- EXERCISE OBJECTIVE: Each line below needs to be restated word for word.

(Stored data entries)

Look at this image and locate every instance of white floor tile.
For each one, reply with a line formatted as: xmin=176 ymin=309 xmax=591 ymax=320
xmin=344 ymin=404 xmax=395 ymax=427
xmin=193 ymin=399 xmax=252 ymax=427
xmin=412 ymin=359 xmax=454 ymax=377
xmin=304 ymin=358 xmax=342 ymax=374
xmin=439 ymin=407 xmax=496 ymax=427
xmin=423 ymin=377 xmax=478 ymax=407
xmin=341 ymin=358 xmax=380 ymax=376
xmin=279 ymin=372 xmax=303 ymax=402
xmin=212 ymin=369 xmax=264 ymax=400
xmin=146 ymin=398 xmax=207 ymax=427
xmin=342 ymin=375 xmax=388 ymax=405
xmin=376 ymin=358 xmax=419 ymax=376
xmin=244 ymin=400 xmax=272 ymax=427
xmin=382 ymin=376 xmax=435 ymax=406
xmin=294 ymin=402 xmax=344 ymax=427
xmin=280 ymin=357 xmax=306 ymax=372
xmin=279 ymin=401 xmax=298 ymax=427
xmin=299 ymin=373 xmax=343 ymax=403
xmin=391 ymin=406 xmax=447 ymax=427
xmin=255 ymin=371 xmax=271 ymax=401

- EXERCISE OUTPUT:
Look at this image and locate every instance of white floor tile.
For each one, reply with a line formatted as: xmin=176 ymin=309 xmax=591 ymax=320
xmin=344 ymin=404 xmax=395 ymax=427
xmin=193 ymin=399 xmax=252 ymax=427
xmin=412 ymin=359 xmax=454 ymax=377
xmin=304 ymin=358 xmax=342 ymax=374
xmin=439 ymin=407 xmax=496 ymax=427
xmin=423 ymin=377 xmax=478 ymax=407
xmin=341 ymin=358 xmax=380 ymax=376
xmin=279 ymin=372 xmax=303 ymax=402
xmin=212 ymin=369 xmax=264 ymax=400
xmin=146 ymin=398 xmax=207 ymax=427
xmin=342 ymin=375 xmax=388 ymax=405
xmin=376 ymin=358 xmax=419 ymax=376
xmin=244 ymin=400 xmax=272 ymax=427
xmin=382 ymin=376 xmax=435 ymax=406
xmin=294 ymin=402 xmax=344 ymax=427
xmin=280 ymin=357 xmax=306 ymax=372
xmin=279 ymin=401 xmax=298 ymax=427
xmin=299 ymin=373 xmax=343 ymax=403
xmin=391 ymin=406 xmax=447 ymax=427
xmin=255 ymin=371 xmax=271 ymax=401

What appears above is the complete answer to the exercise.